**ASSIGNMENT**
Set down every record exactly as it appears.

***** DATA SUPPLIED *****

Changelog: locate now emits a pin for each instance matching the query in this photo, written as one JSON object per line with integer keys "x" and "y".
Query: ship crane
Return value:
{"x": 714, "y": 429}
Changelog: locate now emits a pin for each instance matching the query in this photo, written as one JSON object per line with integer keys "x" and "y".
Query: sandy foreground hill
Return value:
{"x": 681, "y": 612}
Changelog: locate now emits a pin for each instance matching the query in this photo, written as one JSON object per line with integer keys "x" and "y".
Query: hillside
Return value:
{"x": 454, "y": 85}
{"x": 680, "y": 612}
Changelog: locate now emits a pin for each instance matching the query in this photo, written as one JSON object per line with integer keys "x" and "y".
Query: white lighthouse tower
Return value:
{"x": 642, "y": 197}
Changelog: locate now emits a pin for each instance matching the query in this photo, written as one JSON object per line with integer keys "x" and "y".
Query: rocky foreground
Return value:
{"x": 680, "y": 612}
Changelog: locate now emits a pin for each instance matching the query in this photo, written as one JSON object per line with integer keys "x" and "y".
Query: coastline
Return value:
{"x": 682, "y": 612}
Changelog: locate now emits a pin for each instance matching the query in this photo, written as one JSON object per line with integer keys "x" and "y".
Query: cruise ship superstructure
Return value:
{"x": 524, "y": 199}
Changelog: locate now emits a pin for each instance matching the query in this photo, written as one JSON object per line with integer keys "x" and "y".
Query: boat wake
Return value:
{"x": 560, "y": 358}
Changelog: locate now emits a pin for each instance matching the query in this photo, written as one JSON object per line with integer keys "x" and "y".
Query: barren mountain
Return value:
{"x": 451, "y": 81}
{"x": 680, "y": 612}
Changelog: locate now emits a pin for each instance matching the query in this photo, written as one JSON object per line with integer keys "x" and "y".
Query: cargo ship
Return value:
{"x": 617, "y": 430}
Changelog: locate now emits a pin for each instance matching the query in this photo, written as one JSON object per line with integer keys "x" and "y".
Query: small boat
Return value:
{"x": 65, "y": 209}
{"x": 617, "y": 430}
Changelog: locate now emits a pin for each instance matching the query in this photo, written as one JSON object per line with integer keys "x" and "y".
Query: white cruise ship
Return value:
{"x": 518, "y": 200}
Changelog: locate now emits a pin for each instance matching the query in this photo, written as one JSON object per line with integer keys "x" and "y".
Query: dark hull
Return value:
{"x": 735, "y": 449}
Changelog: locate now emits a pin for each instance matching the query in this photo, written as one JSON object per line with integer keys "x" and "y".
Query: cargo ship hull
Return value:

*****

**YOUR SOLUTION**
Changelog: locate now emits a pin for each instance matching the query in this photo, written as one JSON object per line with integer keys "x" and "y".
Query: ship crane
Return value:
{"x": 714, "y": 429}
Changelog: locate now emits a pin for each instance matching the query in this photo, written as one JSON object per line with integer keys "x" and "y".
Query: sandy foreground hill
Return value:
{"x": 681, "y": 612}
Changelog: locate now emits a pin for each instance matching the query in this photo, written as one JSON object per line with integer keys "x" and "y".
Query: hillside
Return value:
{"x": 454, "y": 85}
{"x": 680, "y": 612}
Changelog: locate now emits a pin for each instance matching the query in this photo, written as one JSON object per line with integer keys "x" and "y".
Query: white lighthouse tower
Return value:
{"x": 642, "y": 197}
Changelog: locate now emits a pin for each instance matching the query in this photo, written as one JSON object per line with integer keys "x" and "y".
Query: rocky foreground
Return value:
{"x": 680, "y": 612}
Changelog: locate now emits a pin for each instance matching the query in this photo, written as one JSON object per line with integer keys "x" and "y".
Query: coastline
Return value:
{"x": 682, "y": 612}
Changelog: locate now emits a pin for each instance matching the query in this photo, written as one JSON object per line with integer keys "x" and "y".
Query: cruise ship superstructure
Return value:
{"x": 524, "y": 199}
Changelog: locate now emits a pin for each instance matching the query in this photo, written as one JSON object per line with integer keys "x" and "y".
Query: boat wake
Return value:
{"x": 560, "y": 358}
Changelog: locate now emits a pin for each instance matching the query in this photo, written as one JSON object per line with integer keys "x" and "y".
Query: barren mountain
Return value:
{"x": 451, "y": 81}
{"x": 680, "y": 612}
Changelog: locate now emits a pin for each instance matching the query in this photo, written as one JSON object per line with integer keys "x" and "y".
Query: cargo ship
Return value:
{"x": 617, "y": 430}
Changelog: locate now emits a pin for each instance matching the query in this photo, written as one JSON object per line with integer keys "x" and "y".
Query: small boat
Return value:
{"x": 65, "y": 209}
{"x": 617, "y": 430}
Changelog: locate now emits a pin for each instance matching the query in this photo, written as one JSON object per line with integer keys "x" and "y".
Query: white cruise ship
Return value:
{"x": 518, "y": 200}
Changelog: locate now emits a pin for each instance matching the query in this photo, written as one JSON object per line with integer keys "x" and "y".
Query: dark hull
Return value:
{"x": 735, "y": 449}
Changelog: locate now emits a pin for each instance matching the query in this photo, written as one JSON object per line with integer keys "x" and "y".
Query: cargo ship hull
Return value:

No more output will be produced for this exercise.